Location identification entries
>> Begin

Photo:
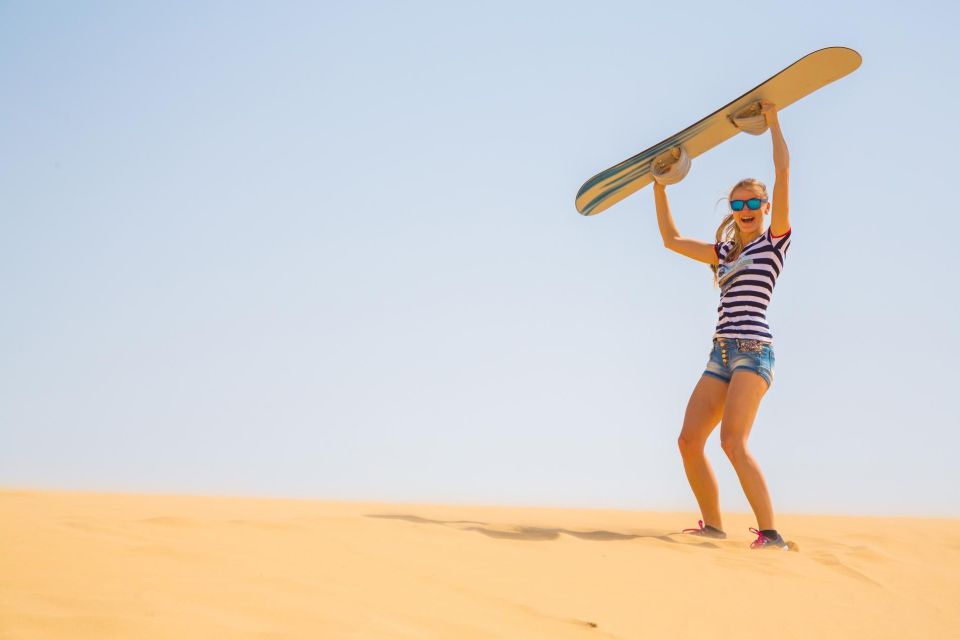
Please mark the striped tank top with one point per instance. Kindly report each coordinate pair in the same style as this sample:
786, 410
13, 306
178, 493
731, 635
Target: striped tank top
746, 286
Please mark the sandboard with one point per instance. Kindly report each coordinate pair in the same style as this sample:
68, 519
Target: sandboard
802, 78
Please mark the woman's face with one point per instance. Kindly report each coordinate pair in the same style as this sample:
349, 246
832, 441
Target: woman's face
749, 221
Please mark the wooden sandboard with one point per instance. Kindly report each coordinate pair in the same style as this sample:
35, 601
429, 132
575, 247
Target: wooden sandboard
803, 77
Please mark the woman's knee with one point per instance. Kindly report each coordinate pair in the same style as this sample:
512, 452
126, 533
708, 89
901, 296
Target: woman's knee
690, 446
734, 446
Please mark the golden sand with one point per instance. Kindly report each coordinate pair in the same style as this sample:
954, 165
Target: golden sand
97, 565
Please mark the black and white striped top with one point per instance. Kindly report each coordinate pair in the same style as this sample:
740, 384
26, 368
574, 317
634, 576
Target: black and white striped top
746, 286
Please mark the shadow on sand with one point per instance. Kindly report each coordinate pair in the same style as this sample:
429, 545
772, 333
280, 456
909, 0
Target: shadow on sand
541, 533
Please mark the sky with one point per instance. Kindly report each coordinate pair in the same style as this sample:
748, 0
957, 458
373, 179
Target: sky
330, 250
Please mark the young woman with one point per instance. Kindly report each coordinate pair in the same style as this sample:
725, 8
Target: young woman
746, 261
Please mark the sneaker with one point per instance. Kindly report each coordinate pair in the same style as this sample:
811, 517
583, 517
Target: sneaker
763, 542
706, 531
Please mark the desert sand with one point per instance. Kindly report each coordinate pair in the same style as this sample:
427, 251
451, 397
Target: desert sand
99, 565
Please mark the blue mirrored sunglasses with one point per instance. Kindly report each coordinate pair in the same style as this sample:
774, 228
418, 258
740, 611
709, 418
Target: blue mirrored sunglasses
752, 203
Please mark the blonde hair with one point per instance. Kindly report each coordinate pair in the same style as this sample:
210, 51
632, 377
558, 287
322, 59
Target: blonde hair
728, 229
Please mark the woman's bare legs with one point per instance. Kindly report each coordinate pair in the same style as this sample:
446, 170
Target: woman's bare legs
742, 401
704, 410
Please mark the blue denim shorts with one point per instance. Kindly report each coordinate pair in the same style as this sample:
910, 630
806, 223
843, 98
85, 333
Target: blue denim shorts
730, 354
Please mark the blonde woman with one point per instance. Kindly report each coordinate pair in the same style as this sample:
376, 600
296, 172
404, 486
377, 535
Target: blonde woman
746, 260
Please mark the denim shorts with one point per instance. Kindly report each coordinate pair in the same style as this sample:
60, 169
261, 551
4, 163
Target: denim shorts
730, 354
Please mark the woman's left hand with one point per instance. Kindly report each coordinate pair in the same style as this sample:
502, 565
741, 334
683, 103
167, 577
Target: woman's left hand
769, 111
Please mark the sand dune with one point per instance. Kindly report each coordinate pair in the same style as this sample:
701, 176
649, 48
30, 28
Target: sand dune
94, 565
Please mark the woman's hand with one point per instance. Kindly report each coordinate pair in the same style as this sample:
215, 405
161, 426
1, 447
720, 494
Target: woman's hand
769, 111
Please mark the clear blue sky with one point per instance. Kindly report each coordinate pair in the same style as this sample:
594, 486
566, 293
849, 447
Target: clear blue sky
331, 251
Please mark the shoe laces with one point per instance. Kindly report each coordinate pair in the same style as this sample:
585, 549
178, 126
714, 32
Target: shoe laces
699, 524
761, 539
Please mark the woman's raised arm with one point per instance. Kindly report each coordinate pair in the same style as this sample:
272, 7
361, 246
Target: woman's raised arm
695, 249
780, 220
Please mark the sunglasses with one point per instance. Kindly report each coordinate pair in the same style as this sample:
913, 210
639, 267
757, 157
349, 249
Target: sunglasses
753, 204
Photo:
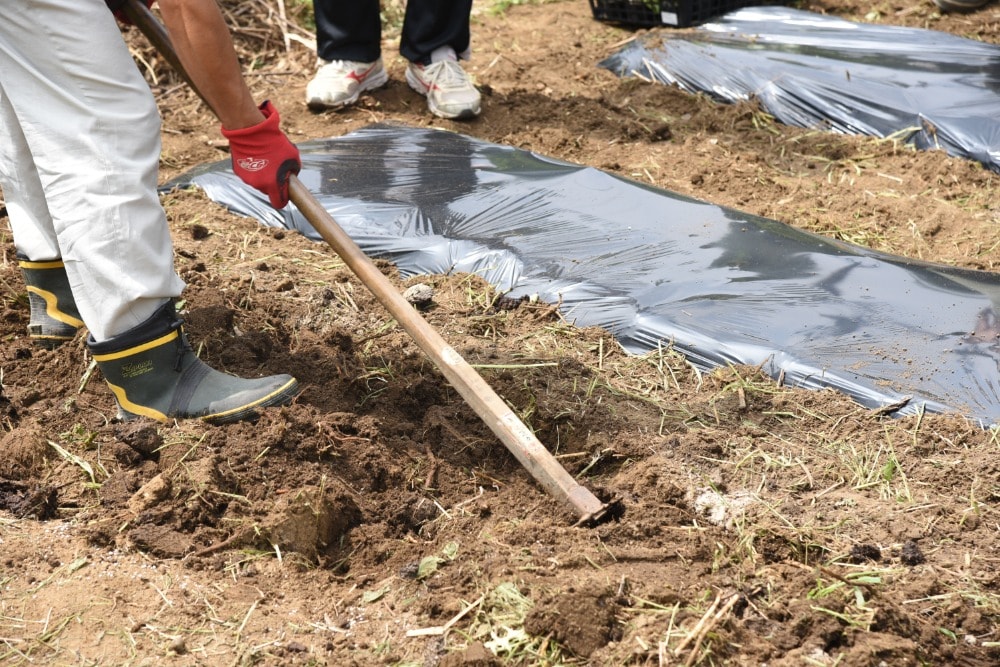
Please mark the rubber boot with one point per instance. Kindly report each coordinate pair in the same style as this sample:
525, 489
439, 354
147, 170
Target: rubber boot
54, 317
153, 372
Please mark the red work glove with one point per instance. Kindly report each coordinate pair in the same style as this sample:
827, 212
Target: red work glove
117, 8
263, 157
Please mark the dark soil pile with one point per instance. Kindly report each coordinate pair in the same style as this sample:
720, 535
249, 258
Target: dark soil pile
378, 520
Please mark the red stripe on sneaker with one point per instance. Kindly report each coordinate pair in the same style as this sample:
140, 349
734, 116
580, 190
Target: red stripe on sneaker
364, 75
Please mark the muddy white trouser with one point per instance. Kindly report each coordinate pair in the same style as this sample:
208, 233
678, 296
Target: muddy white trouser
79, 151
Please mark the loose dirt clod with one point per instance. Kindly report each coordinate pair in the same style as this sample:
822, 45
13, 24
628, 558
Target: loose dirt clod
377, 520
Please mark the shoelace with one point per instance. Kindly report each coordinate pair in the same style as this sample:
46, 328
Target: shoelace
446, 75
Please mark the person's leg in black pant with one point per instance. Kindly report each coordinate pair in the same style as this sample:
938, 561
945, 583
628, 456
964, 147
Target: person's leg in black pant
348, 43
435, 36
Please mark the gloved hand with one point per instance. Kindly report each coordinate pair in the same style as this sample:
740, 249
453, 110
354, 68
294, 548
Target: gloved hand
117, 8
263, 157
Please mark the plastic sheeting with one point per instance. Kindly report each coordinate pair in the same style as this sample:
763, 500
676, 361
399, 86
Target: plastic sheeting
653, 267
929, 88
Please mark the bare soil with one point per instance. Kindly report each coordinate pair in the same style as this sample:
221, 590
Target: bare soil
379, 521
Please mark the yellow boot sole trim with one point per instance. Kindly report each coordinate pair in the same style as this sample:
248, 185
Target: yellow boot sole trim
135, 408
249, 406
52, 307
50, 264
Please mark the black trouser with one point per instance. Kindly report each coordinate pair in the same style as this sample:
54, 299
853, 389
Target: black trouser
352, 30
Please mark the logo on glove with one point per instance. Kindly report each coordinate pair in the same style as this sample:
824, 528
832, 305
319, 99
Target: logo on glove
253, 163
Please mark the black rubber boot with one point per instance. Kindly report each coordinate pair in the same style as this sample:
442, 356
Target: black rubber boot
153, 372
54, 317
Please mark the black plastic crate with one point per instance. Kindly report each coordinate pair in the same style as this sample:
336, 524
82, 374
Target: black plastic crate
675, 13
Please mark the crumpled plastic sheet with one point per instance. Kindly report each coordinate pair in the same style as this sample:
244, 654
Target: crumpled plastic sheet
655, 268
925, 87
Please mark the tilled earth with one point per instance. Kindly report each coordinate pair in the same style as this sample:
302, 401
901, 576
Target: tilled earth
378, 520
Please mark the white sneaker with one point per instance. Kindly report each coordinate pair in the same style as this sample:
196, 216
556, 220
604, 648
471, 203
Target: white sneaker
340, 82
449, 90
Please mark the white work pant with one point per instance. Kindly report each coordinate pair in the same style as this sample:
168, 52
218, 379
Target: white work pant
79, 152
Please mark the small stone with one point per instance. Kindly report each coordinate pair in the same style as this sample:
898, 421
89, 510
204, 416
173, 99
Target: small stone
420, 295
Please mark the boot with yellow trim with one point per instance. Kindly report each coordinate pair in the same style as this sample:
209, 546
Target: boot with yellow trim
54, 317
153, 372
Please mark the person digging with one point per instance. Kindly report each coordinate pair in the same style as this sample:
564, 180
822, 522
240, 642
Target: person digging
79, 156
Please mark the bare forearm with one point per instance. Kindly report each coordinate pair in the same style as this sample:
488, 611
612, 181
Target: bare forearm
205, 48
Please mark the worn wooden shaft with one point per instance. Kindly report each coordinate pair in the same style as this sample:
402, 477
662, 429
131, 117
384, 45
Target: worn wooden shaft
514, 434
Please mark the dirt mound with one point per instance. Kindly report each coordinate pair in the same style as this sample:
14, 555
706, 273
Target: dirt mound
379, 521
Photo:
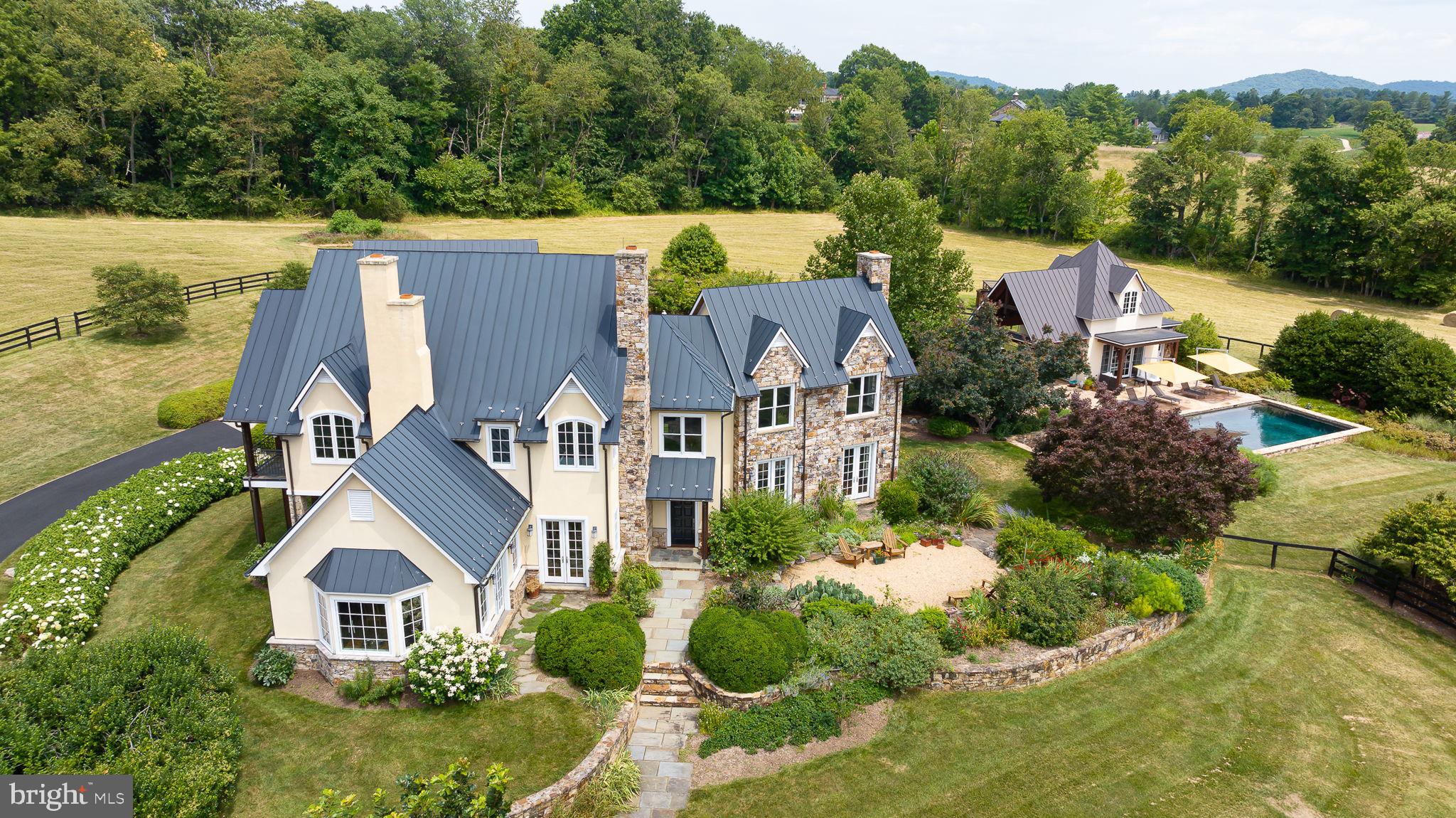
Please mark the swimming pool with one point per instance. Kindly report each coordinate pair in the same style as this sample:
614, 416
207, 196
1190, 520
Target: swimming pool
1265, 425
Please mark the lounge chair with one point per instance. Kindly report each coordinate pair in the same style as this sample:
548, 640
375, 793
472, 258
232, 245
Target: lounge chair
893, 546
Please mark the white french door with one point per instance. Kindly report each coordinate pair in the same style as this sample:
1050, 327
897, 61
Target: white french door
565, 549
858, 469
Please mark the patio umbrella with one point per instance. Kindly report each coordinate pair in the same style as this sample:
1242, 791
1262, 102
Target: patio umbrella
1225, 363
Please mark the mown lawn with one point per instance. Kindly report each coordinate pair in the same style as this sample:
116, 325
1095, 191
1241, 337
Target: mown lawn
95, 396
70, 403
1289, 696
294, 747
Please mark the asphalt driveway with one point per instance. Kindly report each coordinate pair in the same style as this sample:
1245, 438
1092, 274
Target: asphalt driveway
23, 516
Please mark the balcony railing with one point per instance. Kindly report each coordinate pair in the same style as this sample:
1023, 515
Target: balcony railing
267, 464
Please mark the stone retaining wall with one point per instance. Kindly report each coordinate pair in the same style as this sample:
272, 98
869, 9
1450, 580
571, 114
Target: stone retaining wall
1057, 663
557, 798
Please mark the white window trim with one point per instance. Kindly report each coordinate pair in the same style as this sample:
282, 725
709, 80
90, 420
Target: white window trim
794, 395
880, 383
490, 452
596, 445
788, 475
661, 434
314, 450
565, 555
874, 467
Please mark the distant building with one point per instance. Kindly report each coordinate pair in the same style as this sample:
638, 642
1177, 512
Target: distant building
1008, 111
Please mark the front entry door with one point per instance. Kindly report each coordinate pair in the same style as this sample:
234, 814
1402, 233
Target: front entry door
682, 523
565, 551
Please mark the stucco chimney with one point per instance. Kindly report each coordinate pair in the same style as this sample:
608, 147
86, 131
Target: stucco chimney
400, 370
632, 437
874, 267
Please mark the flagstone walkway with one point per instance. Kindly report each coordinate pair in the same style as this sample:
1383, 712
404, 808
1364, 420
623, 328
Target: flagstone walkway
669, 712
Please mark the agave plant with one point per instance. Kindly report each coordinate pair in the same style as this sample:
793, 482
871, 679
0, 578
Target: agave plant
979, 510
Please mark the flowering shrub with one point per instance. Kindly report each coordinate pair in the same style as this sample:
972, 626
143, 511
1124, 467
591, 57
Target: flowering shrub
456, 666
66, 573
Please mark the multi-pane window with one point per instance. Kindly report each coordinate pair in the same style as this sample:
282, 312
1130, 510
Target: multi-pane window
334, 438
575, 445
503, 449
412, 616
775, 406
682, 434
864, 395
774, 475
363, 626
858, 467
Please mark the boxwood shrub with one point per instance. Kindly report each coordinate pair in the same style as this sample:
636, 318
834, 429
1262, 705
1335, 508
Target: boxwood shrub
193, 406
155, 705
737, 652
66, 571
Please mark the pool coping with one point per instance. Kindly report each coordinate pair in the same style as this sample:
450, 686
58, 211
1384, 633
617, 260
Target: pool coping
1350, 427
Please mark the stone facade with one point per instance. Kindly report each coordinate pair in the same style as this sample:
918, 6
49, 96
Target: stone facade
1059, 663
557, 798
778, 367
340, 670
819, 438
633, 445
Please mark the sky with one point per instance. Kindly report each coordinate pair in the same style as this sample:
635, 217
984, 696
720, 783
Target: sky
1136, 44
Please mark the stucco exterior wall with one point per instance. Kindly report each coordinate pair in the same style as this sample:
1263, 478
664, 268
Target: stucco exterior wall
306, 477
449, 599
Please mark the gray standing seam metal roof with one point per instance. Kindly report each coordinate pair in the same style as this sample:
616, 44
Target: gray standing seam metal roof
687, 370
1075, 290
450, 245
444, 489
808, 312
366, 571
680, 478
251, 399
1147, 335
503, 331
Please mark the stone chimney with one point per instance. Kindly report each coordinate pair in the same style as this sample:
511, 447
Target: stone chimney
874, 267
401, 376
632, 435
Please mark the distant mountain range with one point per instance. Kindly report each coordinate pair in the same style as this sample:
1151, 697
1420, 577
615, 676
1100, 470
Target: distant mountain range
968, 79
1311, 79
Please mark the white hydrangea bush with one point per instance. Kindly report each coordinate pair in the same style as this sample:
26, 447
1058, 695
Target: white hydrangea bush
65, 575
453, 666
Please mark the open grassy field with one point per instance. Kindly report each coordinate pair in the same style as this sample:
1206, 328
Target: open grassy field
294, 747
1289, 696
92, 398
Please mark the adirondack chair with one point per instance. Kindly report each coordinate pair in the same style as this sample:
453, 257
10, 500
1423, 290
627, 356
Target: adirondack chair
893, 546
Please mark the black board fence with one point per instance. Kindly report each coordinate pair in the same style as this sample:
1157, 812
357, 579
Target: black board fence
75, 324
1393, 587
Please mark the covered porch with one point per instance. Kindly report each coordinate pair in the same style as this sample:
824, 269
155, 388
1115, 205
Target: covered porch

>> End

Aim
Copy everything from the line containing "Please mark the covered" down to the end of the data, changing "covered porch" to "screened porch" and keeping all else unchanged.

In response
Please mark the screened porch with one point per instance. Kindly report each coordinate pair in the same style as this sample:
824, 269
155, 388
1115, 205
Target: screened porch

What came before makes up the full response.